Selected passage:
11/29/2012 11:33:21 PM

if your profile indicates you joined when bush was president, how can you be new to this? people, update your profiles! a pic from the era of quality digital photography might be nice too...


10/28/2012 1:25:35 AM

there is no real communication here. people come and go as they find what meets their distinct criteria (or not) but there is no real communication. but I'll hang out anyway since there's nothing better to do.


10/18/2012 12:49:14 PM

this is like my binder full of women


9/15/2012 11:32:29 PM

I get the feeling some of you equate lack of focus or indecision with being submissive...it is not the same thing.


9/11/2012 3:39:53 AM

seriously, I don't mind if you are from the middle of nowhere, but what I do mind is if you complain it's hard to meet anyone there but are unwilling to travel.


9/6/2012 12:11:51 AM

if I restricted this to local people, I'd end up with people that I met before and didn't connect with, people that want to draft me into the public scene, or people who are batshit....of course, feel free to prove me wrong, but I doubt there are many exceptions...


9/5/2012 12:03:42 AM

bonus points for those who are around late at night my time, that's usually when I am around.


8/26/2012 12:51:07 AM

don't really appreciate the type who can be led around like a puppy dog by any Dom who takes her by the hand and thinks she is feeling 'a connection'....a connection is deeper than that and requires communication, at least as I see it.

Stated task 1:
Please say whether each statement agrees with the posts, answering yes or no and quoting the words that decide it: (a) The 9/5/2012 post says the writer is usually around late at night. (b) The 10/28/2012 post says the writer will leave because there is nothing better to do. (c) The 9/15/2012 post treats lack of focus as the same thing as being submissive.
The posts and the records are unrelated to each other.

Recorded data:
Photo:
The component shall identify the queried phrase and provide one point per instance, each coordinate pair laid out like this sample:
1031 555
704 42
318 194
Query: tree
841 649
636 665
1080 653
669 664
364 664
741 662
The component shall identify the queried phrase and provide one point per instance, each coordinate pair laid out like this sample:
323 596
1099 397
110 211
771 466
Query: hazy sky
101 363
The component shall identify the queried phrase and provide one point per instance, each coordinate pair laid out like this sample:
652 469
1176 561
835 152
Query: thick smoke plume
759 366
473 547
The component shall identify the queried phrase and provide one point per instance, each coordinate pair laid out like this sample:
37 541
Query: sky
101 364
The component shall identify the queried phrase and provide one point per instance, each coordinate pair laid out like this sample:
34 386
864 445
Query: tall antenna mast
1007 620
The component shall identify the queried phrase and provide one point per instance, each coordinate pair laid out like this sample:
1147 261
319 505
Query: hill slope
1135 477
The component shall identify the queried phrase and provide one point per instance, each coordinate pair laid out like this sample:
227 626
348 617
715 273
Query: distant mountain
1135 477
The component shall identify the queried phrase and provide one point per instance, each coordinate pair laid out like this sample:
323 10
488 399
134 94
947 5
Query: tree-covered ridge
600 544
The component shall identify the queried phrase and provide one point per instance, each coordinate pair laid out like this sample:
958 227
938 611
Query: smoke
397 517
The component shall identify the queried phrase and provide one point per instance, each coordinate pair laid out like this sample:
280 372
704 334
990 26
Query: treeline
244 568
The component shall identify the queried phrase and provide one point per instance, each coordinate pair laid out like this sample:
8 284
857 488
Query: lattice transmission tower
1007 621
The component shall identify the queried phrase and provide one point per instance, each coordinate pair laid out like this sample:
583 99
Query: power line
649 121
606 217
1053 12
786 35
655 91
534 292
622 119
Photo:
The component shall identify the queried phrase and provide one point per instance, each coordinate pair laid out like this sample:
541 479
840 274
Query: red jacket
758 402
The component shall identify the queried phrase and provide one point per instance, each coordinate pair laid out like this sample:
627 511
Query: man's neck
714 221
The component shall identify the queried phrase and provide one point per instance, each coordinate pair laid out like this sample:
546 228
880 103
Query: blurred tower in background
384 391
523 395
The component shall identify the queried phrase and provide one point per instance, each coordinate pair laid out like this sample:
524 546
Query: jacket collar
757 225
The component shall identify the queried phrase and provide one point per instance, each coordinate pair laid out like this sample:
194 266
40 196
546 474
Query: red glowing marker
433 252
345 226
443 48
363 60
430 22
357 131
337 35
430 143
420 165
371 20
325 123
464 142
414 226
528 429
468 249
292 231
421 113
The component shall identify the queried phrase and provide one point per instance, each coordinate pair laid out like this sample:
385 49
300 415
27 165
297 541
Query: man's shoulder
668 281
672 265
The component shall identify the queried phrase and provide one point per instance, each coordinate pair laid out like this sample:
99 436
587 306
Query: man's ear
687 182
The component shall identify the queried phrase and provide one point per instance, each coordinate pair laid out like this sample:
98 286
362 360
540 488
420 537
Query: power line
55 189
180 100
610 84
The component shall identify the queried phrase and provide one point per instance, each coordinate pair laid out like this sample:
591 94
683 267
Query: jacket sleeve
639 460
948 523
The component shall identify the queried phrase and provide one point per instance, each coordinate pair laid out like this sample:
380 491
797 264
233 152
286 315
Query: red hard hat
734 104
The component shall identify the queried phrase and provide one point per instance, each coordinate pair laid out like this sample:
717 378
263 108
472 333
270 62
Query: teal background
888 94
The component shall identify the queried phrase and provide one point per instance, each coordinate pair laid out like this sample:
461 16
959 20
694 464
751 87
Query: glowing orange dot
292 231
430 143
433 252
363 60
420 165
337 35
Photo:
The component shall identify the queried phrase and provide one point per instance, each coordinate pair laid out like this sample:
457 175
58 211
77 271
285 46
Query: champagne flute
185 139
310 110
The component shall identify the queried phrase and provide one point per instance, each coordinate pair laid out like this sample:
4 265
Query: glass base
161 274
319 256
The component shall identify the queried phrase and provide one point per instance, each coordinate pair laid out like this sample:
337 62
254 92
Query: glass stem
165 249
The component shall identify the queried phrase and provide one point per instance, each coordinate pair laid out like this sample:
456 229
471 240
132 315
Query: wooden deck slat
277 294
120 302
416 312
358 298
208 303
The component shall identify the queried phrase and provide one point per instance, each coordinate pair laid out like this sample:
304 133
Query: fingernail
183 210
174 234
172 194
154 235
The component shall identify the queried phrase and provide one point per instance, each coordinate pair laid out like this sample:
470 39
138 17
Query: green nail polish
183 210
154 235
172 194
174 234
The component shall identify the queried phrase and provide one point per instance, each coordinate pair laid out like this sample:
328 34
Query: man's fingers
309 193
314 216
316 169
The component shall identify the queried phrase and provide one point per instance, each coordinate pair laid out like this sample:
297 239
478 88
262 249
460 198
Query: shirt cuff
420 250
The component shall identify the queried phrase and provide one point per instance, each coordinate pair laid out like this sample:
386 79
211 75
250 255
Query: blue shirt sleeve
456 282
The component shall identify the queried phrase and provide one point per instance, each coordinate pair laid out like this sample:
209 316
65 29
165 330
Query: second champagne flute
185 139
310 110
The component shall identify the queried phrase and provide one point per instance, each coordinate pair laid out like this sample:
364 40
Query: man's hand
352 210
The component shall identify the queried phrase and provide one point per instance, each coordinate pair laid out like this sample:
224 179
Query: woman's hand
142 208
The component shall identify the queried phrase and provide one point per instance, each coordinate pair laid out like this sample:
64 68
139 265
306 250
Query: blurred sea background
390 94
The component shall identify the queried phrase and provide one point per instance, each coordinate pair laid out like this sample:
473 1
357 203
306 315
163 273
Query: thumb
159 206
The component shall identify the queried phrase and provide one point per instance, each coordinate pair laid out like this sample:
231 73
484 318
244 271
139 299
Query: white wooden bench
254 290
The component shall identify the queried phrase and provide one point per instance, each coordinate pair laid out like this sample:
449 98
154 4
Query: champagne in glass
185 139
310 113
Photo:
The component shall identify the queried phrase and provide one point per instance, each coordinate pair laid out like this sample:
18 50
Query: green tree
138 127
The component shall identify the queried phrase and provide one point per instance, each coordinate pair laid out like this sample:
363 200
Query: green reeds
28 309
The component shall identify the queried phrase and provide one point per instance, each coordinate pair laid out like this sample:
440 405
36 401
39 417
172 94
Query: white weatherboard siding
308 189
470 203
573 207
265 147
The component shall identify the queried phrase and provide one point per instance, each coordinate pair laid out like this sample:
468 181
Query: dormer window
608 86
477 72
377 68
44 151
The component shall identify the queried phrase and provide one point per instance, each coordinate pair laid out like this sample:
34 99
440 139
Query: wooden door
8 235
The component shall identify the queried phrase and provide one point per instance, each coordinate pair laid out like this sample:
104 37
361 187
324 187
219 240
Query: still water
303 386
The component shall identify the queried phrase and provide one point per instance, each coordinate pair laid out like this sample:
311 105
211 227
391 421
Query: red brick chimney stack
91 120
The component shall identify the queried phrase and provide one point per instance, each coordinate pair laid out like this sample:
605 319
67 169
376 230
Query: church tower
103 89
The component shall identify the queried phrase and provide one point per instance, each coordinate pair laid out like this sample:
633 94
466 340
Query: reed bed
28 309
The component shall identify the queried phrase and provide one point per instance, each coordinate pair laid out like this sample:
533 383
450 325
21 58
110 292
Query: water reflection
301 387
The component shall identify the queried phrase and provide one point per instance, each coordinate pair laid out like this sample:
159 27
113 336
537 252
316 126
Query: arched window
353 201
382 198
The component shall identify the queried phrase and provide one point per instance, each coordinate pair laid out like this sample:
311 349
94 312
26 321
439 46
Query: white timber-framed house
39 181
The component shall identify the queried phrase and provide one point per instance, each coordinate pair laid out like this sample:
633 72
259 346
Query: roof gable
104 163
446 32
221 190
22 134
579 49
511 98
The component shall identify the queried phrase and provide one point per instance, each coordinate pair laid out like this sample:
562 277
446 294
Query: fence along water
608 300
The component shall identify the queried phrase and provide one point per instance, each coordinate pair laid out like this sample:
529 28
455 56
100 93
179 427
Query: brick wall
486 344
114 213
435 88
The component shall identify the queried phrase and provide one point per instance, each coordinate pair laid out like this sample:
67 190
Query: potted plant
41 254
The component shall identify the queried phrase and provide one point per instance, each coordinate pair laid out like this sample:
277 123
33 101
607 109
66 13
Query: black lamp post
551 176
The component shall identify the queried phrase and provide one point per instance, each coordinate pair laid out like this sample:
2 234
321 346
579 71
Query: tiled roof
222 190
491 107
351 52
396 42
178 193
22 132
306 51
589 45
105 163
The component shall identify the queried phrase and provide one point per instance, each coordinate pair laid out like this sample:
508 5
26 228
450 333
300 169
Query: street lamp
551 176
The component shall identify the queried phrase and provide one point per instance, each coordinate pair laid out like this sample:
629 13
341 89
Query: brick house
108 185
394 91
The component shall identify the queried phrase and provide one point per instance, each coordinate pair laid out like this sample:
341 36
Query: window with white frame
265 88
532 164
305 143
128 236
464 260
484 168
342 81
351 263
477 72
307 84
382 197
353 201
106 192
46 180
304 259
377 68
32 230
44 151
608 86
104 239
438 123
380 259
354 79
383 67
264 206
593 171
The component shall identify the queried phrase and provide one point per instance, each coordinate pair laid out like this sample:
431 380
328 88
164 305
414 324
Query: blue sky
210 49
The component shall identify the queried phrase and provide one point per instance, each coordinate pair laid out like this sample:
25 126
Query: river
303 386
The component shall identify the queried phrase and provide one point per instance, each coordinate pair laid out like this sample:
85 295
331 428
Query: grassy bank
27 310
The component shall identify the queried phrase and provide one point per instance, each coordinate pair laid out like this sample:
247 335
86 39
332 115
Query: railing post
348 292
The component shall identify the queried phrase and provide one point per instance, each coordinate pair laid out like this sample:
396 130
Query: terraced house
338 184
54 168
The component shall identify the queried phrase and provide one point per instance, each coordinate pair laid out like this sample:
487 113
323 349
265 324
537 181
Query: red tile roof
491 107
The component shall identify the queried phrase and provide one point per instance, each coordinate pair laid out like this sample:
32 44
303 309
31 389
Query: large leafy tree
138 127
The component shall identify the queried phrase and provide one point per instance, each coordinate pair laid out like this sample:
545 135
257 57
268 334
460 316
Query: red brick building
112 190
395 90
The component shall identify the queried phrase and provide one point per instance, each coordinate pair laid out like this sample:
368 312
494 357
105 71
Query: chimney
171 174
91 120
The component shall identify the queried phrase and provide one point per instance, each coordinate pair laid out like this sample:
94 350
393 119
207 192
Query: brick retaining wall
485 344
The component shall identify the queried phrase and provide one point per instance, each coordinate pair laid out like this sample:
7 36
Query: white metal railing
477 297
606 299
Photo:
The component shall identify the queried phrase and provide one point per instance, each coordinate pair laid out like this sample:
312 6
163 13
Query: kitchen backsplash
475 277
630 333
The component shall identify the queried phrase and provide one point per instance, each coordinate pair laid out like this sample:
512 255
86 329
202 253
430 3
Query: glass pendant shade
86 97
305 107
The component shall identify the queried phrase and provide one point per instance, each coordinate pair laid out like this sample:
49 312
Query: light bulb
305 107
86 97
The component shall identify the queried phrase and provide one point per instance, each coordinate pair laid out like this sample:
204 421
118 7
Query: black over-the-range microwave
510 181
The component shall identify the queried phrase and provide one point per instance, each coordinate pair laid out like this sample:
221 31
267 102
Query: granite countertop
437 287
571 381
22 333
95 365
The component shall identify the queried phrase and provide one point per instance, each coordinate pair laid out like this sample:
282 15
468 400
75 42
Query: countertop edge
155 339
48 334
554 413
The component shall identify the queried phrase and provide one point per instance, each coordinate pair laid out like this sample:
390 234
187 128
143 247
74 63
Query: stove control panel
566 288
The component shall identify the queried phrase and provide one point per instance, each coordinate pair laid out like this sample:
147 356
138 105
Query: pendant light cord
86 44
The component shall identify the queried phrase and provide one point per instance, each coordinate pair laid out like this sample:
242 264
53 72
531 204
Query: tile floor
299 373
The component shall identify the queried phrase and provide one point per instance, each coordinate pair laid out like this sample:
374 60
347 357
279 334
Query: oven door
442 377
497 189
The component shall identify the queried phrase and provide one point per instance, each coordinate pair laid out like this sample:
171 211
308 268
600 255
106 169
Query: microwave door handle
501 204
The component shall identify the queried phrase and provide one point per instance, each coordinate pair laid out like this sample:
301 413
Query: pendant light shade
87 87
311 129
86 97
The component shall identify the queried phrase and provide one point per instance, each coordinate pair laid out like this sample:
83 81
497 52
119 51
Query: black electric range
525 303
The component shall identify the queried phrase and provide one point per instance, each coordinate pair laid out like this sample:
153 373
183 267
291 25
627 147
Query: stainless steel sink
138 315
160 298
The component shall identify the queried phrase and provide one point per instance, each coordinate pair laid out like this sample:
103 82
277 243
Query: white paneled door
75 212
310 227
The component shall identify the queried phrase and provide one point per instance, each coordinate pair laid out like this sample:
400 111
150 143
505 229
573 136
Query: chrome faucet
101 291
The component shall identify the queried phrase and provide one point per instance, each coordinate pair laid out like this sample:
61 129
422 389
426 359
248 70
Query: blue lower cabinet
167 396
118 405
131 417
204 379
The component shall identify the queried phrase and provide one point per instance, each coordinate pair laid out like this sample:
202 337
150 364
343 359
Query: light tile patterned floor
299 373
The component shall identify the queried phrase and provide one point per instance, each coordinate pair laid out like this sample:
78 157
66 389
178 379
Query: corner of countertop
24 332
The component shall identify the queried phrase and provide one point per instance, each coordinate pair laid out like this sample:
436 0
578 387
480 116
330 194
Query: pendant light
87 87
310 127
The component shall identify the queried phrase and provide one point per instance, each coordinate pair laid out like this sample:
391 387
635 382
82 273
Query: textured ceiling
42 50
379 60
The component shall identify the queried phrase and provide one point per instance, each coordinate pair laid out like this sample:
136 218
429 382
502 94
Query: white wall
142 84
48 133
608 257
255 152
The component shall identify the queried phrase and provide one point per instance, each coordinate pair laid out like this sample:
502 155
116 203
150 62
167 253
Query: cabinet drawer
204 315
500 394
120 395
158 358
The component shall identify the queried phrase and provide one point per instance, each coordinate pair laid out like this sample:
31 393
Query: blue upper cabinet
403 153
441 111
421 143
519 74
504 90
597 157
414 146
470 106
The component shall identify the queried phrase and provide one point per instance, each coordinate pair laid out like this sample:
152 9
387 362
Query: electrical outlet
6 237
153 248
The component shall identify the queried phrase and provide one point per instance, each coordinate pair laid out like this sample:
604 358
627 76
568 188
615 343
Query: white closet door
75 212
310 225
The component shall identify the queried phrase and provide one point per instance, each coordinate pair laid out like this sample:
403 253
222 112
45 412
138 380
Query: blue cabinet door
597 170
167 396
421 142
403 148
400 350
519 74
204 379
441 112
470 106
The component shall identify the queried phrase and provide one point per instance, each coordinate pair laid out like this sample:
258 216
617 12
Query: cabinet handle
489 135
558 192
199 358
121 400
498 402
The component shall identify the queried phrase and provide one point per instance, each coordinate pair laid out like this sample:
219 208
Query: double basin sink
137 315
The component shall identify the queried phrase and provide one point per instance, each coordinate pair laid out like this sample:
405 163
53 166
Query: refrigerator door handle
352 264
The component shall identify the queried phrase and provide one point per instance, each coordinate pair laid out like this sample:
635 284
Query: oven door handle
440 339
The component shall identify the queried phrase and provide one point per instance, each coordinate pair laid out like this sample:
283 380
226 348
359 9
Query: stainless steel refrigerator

Stated task 2:
Pick out every line of the records that contains the word "black". Case counts.

Task response 1:
(a) Yes: "that's usually when I am around."
(b) No: "but I'll hang out anyway since there's nothing better to do."
(c) No: "it is not the same thing."

Task response 2:
Query: black lamp post
Query: black over-the-range microwave
Query: black electric range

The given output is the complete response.